- BLOK TEKS
"""

Ibroh dan Hikmah Kisah Dua Orang Pemilik Perkebunan


Di dalam Surat Al Kahfi mulai ayat 32 sampai 43 dikisahkan tentang dua orang pemilik perkebunan. Kisah ini merupakan tamsil kehidupan dunia dan orang-orang yang tertipu dengan kilauannya yang hanya merupakan fatamorgana dan kenikmatan sesaat. Inilah ayat-ayat yang menjelaskan kisah tersebut.

"Dan berikanlah kepada mereka sebuah perumpamaan dua orang laki-laki. Kami jadikan bagi seorang di antara keduanya (yang kafir) dua buah kebun anggur dan Kami kelilingi kedua kebun itu dengan pohon-pohon korma dan di antara kedua kebun itu Kami buatkan ladang".

"Kedua buah kebun itu menghasilkan buahnya, dan kebun itu tiada kurang buahnya sedikitpun, dan Kami alirkan sungai di celah-celah kedua kebun itu, dan dia mempunyai kekayaan yang besar. Ia berkata kepada kawannya (yang mukmin) ketika ia bercakap-cakap dengan kawannya itu, 'Hartaku lebih banyak dari hartamu dan pengikut-pengikutku pun lebih kuat'".

"Dia memasuki kebunnya, sedang dia zalim terhadap dirinya sendiri (dengan bersikap angkuh dan kafir terhadap Allah). Ia berkata, 'Aku kira kebun ini tidak akan binasa selama-lamanya, dan aku tidak mengira hari kiamat itu akan datang. Jika sekiranya aku dikembalikan kepada Tuhanku, pasti aku akan mendapat tempat kembali lebih baik daripada kebun-kebun itu'".

"""

- TUGAS TERTULIS 1
Menurut blok teks, kisah dua orang pemilik perkebunan diceritakan dalam Surat Al Kahfi mulai ayat berapa sampai ayat berapa?
Blok teks dan entri diambil dari sumber yang berbeda.

- DATA YANG DIBERIKAN
"""

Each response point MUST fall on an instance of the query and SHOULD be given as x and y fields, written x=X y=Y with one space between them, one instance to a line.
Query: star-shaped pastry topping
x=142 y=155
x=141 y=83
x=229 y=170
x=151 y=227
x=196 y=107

"""

- TUGAS TERTULIS 2
Laporkan jumlah baris entri yang memuat kata "space", dengan huruf besar dan kecil dibedakan. Tuliskan angkanya saja.

- JAWABAN 1
Mulai ayat 32 sampai 43.

- JAWABAN 2
1